Wednesday, August 24, 2011
Down time
This is a pencil drawing (or am I supposed to say "graphite" to sound more professional) I did in a small art class I teach while the others are busy. It's done with a 6B, my favorite. Sometimes I like to go back and not have to deal with color and surface texture and just draw. This is a scene from along the road in Wisconsin on Highway 12 near Cambridge (east of Madison). I've done a large painting of this marsh and these are just a stand of trees near the road just a few feet from the water's edge.
Tuesday, August 23, 2011
Gas Depot
Wednesday, August 17, 2011
Superdawg
This is a small plein air watercolor I did this morning. The place is Superdawg, and has been at Milwaukee Avenue and Devon for many years. The two hot dogs are the main feature, although they do have service that will bring your hot dogs to the car. There may be other places you prefer to get hot dogs, but this one has the edge in architecture. I spent about 30 minutes or less on this -- although I did not check the clock. The scene was lit from behind by the morning sun. On another tack....I have four paintings in the "Influences" show at The Next Picture Show Gallery in Dixon, Illinois. There was (disappointingly) a small turnout. The four paintings I did in the late 1970s and literally had to blow the dust off of them. I've never had any of them in a show before and it was good to see them hanging on a wall -- gave the gallery a museum-like look of the old masters. I will try to remember to take pictures later -- I fogot to bring the camera to the show. I am getting ready for two upcoming shows -- so matting and framing and creating some new work too.

Dataset rows on where objects appear:

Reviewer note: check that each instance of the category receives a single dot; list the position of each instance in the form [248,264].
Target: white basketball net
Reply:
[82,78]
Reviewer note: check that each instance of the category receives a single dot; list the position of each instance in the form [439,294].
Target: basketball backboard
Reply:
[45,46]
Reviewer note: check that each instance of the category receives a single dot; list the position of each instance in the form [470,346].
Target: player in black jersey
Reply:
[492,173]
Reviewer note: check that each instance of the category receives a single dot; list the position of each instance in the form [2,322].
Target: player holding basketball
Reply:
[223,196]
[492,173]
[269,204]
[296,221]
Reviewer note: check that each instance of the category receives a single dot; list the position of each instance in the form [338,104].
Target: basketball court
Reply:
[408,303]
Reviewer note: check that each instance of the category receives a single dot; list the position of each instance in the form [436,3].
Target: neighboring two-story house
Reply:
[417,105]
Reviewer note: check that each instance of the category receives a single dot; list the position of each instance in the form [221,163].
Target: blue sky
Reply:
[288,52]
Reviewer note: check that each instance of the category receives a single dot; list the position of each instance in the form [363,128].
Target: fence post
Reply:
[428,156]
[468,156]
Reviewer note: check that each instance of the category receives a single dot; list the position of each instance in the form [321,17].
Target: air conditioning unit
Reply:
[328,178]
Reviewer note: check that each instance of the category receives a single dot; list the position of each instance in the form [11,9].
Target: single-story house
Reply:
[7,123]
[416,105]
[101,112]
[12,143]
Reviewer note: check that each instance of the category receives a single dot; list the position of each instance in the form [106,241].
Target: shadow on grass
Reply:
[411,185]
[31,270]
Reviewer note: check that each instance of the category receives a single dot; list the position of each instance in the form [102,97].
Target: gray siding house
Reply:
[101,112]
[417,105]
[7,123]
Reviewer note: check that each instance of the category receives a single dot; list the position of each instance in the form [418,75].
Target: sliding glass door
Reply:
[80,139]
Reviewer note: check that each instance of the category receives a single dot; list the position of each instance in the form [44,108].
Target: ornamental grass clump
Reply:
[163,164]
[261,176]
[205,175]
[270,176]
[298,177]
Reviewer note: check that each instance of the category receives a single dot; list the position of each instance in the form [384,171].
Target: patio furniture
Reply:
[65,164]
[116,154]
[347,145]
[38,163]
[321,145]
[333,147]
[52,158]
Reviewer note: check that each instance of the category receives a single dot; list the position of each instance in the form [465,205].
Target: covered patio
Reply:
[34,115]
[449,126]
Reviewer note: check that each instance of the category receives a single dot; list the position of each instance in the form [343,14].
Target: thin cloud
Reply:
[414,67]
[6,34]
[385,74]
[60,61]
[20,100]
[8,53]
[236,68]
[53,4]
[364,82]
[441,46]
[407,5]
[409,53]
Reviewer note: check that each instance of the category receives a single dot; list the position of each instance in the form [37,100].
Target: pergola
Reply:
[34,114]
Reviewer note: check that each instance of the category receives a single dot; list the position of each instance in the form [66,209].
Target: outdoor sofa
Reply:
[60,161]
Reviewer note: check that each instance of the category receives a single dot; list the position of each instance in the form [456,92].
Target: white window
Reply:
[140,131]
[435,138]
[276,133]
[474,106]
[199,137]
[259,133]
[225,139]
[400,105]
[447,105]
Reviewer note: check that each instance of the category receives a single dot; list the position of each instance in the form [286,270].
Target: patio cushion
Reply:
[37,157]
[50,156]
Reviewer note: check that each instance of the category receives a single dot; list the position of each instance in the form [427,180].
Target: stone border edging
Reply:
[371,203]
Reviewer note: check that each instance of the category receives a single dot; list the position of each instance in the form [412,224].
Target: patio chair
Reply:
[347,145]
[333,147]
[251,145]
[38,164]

■ YOUR OBJECTIVE
Can you give the art blog excerpt again between "Wednesday, August 24, 2011" and "the water's edge.", inclusive, changing "marsh" to "wetland"?

■ EXPECTED ANSWER
Wednesday, August 24, 2011
Down time
This is a pencil drawing (or am I supposed to say "graphite" to sound more professional) I did in a small art class I teach while the others are busy. It's done with a 6B, my favorite. Sometimes I like to go back and not have to deal with color and surface texture and just draw. This is a scene from along the road in Wisconsin on Highway 12 near Cambridge (east of Madison). I've done a large painting of this wetland and these are just a stand of trees near the road just a few feet from the water's edge.